**TÂCHES À RÉALISER**
1: Réécrivez le passage de l'article sur l'Oclaesp commençant par "Déchets, produits phytos, trafic" et se poursuivant jusqu'à "ses observations générales.", en y substituant "peu connu" à "mal connu".
2: Pour chacun des énoncés (a), (b) et (c), indiquez par oui ou par non s'il concorde avec l'article sur l'Oclaesp, puis citez les mots de l'article qui permettent de trancher. (a) L'Oclaesp a été créé en 2004. (b) L'Oclaesp ne traite que des enquêtes de portée locale. (c) L'Oclaesp a formulé des propositions lors de l'élaboration de la loi biodiversité.
3: Prolongez l'article sur l'Oclaesp en rédigeant la suite qui vient après sa dernière phrase.

**EXTRAIT SÉLECTIONNÉ**
········

Quand la criminalité environnementale se transforme en mafia

Quand la criminalité environnementale se transforme en mafia

02.02.2018

Environnement

Déchets, produits phytos, trafic d’espèces protégées : la criminalité environnementale a de vrais airs de mafia, nous explique le colonel Jacques Diacono, chef de l’office central de lutte contre les atteintes à l’environnement et à la santé publique.

Chargé, entre autres, de traquer les criminels de l’environnement sur le terrain, l’Oclaesp (office central de lutte contre les atteintes à l’environnement et à la santé publique) est bien informé des différentes formes que peuvent prendre les atteintes à l’environnement. Créé en 2004 il est aujourd’hui dirigé par Jacques Diacono. Nous sommes allés le rencontrer, lui et son équipe, dans les locaux de la gendarmerie. L’occasion de mettre un coup de projecteur sur ce service, mal connu, et de profiter de ses observations générales.

L’Oclaesp est une unité opérationnelle, qui descend sur le terrain, mais il est aussi chargé de centraliser le renseignement, de réaliser des formations, et est doté d’un rôle stratégique. C’est ainsi qu’il a fait part de propositions lors de l’élaboration de la loi biodiversité par exemple. "L’office central, c’est le top du top", résume Jacques Diacono. Il s’agit d’une unité de police judiciaire à compétence nationale : on n'y traite donc que les enquêtes qui sont les plus importantes, de par leur ampleur géographique (inter-régionale, nationale, voire transfrontalière), le nombre de victimes, ou encore la sensibilité, notamment médiatique.

········

**LIGNES ENREGISTRÉES**
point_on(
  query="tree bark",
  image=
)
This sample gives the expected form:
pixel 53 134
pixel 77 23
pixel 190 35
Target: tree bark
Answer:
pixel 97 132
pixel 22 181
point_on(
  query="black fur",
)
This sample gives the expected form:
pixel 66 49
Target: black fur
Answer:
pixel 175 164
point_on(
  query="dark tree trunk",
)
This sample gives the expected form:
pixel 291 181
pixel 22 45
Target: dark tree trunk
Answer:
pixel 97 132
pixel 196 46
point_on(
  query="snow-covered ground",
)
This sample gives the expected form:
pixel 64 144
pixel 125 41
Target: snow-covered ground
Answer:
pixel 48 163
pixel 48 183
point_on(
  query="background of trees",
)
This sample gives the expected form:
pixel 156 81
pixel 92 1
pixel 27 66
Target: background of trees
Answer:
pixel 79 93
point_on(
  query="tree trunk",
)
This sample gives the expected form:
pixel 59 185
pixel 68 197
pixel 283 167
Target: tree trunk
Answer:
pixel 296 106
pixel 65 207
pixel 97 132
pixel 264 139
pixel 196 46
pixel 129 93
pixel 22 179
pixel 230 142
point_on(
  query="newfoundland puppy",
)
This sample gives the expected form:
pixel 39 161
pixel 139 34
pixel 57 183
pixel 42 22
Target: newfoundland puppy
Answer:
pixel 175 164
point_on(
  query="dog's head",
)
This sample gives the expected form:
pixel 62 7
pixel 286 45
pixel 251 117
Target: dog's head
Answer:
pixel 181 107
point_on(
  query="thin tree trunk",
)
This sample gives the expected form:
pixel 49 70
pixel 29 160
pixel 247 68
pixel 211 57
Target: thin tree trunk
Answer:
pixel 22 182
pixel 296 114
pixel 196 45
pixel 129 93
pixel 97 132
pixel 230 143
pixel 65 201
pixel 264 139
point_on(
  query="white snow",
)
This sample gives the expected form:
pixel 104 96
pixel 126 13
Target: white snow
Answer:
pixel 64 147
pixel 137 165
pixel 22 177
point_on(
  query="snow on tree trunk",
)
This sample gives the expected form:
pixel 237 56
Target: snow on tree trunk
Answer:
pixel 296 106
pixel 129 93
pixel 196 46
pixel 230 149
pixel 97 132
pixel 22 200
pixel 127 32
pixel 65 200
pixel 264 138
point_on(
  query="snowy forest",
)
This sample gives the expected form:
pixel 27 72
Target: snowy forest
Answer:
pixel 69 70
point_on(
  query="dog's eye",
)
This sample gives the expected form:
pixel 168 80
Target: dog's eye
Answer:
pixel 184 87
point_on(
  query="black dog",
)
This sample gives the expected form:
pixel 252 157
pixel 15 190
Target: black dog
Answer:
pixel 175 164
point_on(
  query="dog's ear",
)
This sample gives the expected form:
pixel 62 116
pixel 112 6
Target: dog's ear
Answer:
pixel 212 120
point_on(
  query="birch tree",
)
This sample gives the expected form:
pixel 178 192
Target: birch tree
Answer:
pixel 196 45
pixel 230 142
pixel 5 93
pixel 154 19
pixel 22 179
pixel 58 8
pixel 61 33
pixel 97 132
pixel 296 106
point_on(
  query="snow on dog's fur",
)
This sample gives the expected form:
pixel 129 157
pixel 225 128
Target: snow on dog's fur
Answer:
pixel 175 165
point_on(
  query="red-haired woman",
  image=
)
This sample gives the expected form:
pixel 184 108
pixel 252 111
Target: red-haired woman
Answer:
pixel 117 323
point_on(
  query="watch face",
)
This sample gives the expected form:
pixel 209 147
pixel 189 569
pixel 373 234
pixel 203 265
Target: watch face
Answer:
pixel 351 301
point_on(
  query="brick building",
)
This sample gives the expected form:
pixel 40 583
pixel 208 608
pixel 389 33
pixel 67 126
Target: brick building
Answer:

········

**RÉSULTATS DE L'EXERCICE**
1:
Déchets, produits phytos, trafic d’espèces protégées : la criminalité environnementale a de vrais airs de mafia, nous explique le colonel Jacques Diacono, chef de l’office central de lutte contre les atteintes à l’environnement et à la santé publique.

Chargé, entre autres, de traquer les criminels de l’environnement sur le terrain, l’Oclaesp (office central de lutte contre les atteintes à l’environnement et à la santé publique) est bien informé des différentes formes que peuvent prendre les atteintes à l’environnement. Créé en 2004 il est aujourd’hui dirigé par Jacques Diacono. Nous sommes allés le rencontrer, lui et son équipe, dans les locaux de la gendarmerie. L’occasion de mettre un coup de projecteur sur ce service, peu connu, et de profiter de ses observations générales.

2:
(a) Oui : « Créé en 2004 il est aujourd’hui dirigé par Jacques Diacono. »
(b) Non : « on n'y traite donc que les enquêtes qui sont les plus importantes, de par leur ampleur géographique (inter-régionale, nationale, voire transfrontalière) »
(c) Oui : « il a fait part de propositions lors de l’élaboration de la loi biodiversité »

3:
L’Oclaesp en chiffres

• 70 membres

• 30 personnes pour la cellule investigation

+ un réseau de 360 gendarmes enquêteurs spécialisés, formés par l’Oclaesp

 

Mafias

L'office a changé d'organisation il y a quelques mois, pour mieux répondre à l’augmentation du nombre de bandes criminelles organisées. Trois cellules composent aujourd'hui la division investigations : l'une s'attelle à la délinquance en col blanc, une autre au trafic organisé et la dernière au volet financier et aux avoirs criminels des affaires. "On parle de bandes organisées parce qu’elles utilisent les mêmes outils que la mafia, comme le blanchiment d’argent par exemple", explique Jacques Diacono.

Contrairement à l’Italie, il n’existe pas de définition de la mafia en France. En revanche, la loi définit bien la bande organisée et les crimes organisés, contre lesquels les gendarmes ont le droit d’utiliser des techniques d’enquête spécifiques. Or, depuis la loi biodiversité, des crimes environnementaux en bande organisée sont reconnus, ce qui facilite quelque peu la tâche des enquêteurs.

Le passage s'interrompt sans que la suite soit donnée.